GIVEN TASK: Everything from the line that contains "query | silver knife" through the final line of the records should be written out exactly, and nothing outside that span.

RECORDS TO PROCESS:
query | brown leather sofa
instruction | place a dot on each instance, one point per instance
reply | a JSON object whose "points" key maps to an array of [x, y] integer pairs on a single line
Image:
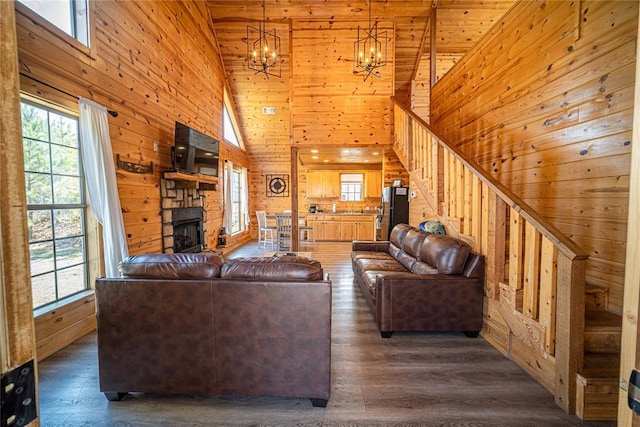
{"points": [[195, 324], [420, 281]]}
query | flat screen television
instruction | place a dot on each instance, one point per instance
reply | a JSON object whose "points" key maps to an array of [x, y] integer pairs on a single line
{"points": [[195, 152]]}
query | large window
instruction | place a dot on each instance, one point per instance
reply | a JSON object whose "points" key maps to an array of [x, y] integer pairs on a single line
{"points": [[236, 198], [351, 187], [56, 210], [71, 16], [236, 201]]}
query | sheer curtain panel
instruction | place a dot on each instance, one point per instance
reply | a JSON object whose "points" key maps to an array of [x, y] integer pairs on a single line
{"points": [[100, 175]]}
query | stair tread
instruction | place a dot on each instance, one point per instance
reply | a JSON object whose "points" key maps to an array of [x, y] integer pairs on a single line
{"points": [[591, 288], [602, 321], [601, 366]]}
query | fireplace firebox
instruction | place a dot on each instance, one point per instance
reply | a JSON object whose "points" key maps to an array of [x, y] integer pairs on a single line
{"points": [[188, 233]]}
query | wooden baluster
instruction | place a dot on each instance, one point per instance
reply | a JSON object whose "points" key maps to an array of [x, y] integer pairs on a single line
{"points": [[531, 279], [548, 272], [515, 250]]}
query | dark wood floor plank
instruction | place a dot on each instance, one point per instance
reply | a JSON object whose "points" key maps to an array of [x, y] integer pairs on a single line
{"points": [[411, 379]]}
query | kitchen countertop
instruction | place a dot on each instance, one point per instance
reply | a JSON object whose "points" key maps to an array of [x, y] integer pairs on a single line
{"points": [[365, 213]]}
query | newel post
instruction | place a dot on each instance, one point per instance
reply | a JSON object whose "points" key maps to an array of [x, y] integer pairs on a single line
{"points": [[569, 329]]}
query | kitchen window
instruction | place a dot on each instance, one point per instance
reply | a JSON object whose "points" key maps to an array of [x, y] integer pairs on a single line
{"points": [[351, 187]]}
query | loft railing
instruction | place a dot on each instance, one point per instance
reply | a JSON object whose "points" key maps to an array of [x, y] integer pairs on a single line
{"points": [[534, 272]]}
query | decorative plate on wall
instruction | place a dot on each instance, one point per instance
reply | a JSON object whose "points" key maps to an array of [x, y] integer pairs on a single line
{"points": [[278, 185]]}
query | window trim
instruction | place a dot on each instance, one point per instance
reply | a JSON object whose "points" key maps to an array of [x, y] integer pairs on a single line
{"points": [[360, 182], [40, 21], [93, 254]]}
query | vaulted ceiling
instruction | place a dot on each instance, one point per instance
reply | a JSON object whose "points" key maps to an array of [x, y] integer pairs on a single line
{"points": [[318, 101]]}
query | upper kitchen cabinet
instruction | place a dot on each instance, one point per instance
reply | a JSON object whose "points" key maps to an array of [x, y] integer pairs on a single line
{"points": [[323, 184]]}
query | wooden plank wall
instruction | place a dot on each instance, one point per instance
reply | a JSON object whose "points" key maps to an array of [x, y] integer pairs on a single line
{"points": [[544, 102], [154, 64], [315, 104]]}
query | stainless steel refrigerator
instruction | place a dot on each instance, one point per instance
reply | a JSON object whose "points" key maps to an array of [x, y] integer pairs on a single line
{"points": [[394, 209]]}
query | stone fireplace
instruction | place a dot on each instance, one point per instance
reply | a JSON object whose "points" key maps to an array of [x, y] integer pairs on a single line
{"points": [[183, 218]]}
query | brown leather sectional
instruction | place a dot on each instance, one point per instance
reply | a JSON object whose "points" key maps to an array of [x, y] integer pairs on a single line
{"points": [[193, 323], [420, 281]]}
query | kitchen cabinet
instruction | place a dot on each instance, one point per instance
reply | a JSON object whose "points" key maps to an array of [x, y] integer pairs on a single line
{"points": [[345, 227], [323, 184]]}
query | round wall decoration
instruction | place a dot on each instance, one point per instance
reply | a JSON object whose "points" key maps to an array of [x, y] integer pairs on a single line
{"points": [[277, 185]]}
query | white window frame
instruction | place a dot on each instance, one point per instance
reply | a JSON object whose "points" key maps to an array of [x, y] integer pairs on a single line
{"points": [[84, 236], [87, 48], [351, 188]]}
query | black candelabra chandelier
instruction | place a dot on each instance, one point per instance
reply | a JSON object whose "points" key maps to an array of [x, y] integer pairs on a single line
{"points": [[262, 48], [370, 50]]}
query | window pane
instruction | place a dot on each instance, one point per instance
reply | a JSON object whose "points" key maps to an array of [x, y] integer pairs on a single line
{"points": [[69, 252], [64, 130], [71, 281], [39, 225], [65, 160], [68, 222], [44, 289], [56, 12], [57, 236], [34, 123], [41, 256], [229, 131], [66, 190], [38, 189], [36, 156]]}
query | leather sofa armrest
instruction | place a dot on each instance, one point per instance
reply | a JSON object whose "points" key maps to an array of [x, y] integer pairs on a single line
{"points": [[402, 300], [367, 245]]}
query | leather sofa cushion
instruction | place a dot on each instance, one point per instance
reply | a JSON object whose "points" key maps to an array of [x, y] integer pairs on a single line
{"points": [[412, 242], [446, 253], [397, 236], [379, 265], [370, 255], [202, 265], [282, 268], [423, 268]]}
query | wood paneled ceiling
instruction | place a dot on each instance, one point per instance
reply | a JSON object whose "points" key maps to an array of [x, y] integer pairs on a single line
{"points": [[325, 105]]}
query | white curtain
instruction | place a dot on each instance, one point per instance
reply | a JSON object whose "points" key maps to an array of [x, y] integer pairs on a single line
{"points": [[100, 174], [228, 172], [244, 194]]}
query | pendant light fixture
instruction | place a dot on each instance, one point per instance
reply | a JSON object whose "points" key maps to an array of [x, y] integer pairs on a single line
{"points": [[370, 50], [262, 48]]}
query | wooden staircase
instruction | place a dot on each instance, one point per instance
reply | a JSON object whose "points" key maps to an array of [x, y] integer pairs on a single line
{"points": [[597, 383], [538, 309]]}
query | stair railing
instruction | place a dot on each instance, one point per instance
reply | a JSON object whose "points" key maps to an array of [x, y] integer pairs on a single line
{"points": [[535, 272]]}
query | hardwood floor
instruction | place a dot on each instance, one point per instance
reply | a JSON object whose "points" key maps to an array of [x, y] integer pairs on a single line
{"points": [[411, 379]]}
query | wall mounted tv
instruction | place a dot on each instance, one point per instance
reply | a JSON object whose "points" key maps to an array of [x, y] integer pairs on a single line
{"points": [[195, 152]]}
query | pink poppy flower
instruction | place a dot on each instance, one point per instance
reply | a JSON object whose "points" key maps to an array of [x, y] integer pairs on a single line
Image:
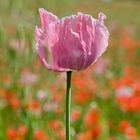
{"points": [[73, 43]]}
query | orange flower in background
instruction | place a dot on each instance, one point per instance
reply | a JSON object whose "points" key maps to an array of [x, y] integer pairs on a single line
{"points": [[34, 105], [11, 134], [82, 97], [75, 115], [124, 124], [40, 135], [22, 131]]}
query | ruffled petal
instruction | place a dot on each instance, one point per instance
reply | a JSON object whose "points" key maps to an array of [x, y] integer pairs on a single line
{"points": [[46, 18], [42, 53]]}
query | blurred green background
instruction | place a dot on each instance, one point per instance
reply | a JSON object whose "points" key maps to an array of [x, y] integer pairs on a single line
{"points": [[32, 103]]}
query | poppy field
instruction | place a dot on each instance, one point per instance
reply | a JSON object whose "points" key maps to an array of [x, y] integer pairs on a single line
{"points": [[105, 100]]}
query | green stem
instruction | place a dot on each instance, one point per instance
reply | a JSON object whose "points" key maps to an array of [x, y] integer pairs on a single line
{"points": [[68, 97]]}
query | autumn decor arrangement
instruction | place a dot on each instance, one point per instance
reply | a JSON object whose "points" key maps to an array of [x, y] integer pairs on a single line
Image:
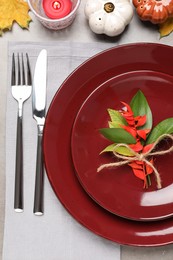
{"points": [[13, 11], [157, 12], [135, 142]]}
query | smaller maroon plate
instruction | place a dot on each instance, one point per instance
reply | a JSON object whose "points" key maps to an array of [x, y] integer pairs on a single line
{"points": [[118, 190]]}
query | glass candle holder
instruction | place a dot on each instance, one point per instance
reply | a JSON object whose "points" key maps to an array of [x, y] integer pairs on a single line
{"points": [[47, 14]]}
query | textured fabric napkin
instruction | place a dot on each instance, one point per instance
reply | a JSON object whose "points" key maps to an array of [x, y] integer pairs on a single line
{"points": [[55, 235]]}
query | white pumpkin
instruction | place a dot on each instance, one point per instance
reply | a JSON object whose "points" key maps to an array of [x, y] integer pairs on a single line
{"points": [[108, 17]]}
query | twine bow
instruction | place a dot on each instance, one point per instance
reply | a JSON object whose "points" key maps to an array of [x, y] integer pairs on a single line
{"points": [[140, 157]]}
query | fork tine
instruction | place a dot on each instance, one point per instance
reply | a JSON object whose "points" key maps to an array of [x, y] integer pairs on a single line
{"points": [[23, 72], [19, 73], [13, 73], [29, 79]]}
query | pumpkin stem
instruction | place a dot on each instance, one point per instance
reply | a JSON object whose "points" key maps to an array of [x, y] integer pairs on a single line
{"points": [[109, 7]]}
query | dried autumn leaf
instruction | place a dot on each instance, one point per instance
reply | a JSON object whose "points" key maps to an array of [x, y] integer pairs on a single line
{"points": [[13, 11], [166, 28]]}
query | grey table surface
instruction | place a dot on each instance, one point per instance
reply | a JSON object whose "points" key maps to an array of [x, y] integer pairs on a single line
{"points": [[79, 32]]}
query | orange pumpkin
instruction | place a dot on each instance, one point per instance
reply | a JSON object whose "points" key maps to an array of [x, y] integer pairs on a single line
{"points": [[155, 11]]}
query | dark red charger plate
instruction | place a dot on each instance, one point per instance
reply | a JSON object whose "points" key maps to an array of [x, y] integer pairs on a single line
{"points": [[117, 189], [57, 142]]}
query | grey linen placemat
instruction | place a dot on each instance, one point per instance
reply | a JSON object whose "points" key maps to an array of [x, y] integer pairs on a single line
{"points": [[55, 235]]}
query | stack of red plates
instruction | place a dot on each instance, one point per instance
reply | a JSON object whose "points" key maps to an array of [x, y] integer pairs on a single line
{"points": [[112, 203]]}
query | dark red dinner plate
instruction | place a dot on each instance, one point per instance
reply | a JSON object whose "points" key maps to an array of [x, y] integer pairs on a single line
{"points": [[57, 142], [117, 189]]}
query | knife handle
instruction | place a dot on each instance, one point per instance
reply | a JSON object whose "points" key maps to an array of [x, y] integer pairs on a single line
{"points": [[18, 189], [39, 178]]}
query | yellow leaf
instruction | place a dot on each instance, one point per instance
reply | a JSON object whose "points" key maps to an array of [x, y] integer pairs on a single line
{"points": [[13, 11], [166, 28]]}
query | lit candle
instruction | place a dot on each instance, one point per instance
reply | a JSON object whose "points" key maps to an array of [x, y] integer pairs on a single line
{"points": [[57, 9]]}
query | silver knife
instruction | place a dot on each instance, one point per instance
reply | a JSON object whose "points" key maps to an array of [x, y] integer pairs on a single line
{"points": [[39, 111]]}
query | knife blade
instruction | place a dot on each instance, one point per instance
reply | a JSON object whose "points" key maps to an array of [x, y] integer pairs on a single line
{"points": [[39, 110]]}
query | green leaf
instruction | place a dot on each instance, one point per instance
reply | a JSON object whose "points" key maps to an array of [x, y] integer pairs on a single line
{"points": [[164, 127], [116, 117], [140, 107], [121, 150], [118, 135]]}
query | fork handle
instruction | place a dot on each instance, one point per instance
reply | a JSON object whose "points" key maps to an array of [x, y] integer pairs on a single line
{"points": [[39, 179], [18, 193]]}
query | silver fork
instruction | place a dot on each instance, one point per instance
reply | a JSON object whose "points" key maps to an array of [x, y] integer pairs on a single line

THE RESULT:
query | silver knife
instruction | place a dot on each instance, one point per instance
reply | a JSON object whose "points" key maps to an array of [x, y] integer pairs on a single line
{"points": [[39, 111]]}
query | knife blade
instruction | place a dot on each instance, one point per instance
reply | a JSON object whose "points" key maps to an array of [x, y] integer pairs on a single line
{"points": [[39, 110]]}
query | green leaf
instruction | place a dot on each instance, one point per instance
reply | a JSON object whose "points" key maps to an array of [x, y] integer pairs on a single line
{"points": [[164, 127], [116, 117], [140, 107], [121, 150], [118, 135]]}
query | fork handle
instruction | place a dot on each instance, one point per instance
reply | a JSON object whose "points" key maps to an array of [x, y] integer pairs on a single line
{"points": [[39, 179], [18, 193]]}
query | silver fork
instruction | place a dot on each instance, one point per instance
reply | a JSON object whose "points" key maps to an array of [x, y] integer pairs on a single line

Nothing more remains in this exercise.